▶ **GIVEN INSTRUCTION**: Copy out every line of the material below that contains the word "reflection", treating uppercase and lowercase as different.

Dataset entries
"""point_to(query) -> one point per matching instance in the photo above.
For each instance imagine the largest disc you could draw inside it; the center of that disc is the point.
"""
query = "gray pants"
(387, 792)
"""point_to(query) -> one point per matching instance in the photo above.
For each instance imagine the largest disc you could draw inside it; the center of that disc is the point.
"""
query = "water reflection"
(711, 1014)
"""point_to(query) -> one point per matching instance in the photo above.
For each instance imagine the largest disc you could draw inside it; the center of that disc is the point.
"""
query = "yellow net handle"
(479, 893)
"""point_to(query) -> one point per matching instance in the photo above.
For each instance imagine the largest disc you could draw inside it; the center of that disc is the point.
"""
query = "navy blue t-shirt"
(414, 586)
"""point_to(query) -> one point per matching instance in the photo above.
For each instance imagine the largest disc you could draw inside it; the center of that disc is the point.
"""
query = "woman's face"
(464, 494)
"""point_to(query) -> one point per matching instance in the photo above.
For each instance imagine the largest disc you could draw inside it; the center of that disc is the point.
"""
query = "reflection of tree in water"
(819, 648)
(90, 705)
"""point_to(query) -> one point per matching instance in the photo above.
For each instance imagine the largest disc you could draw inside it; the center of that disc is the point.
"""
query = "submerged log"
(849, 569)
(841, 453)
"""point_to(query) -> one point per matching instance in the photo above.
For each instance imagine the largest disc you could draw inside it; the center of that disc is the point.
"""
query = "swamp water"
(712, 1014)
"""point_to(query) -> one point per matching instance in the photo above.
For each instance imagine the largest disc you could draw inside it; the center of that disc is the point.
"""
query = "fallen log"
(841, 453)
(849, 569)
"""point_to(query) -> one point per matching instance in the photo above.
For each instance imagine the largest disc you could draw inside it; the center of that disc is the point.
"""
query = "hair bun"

▶ **WRITTEN SOLUTION**:
query = "water reflection"
query = "reflection of tree in water"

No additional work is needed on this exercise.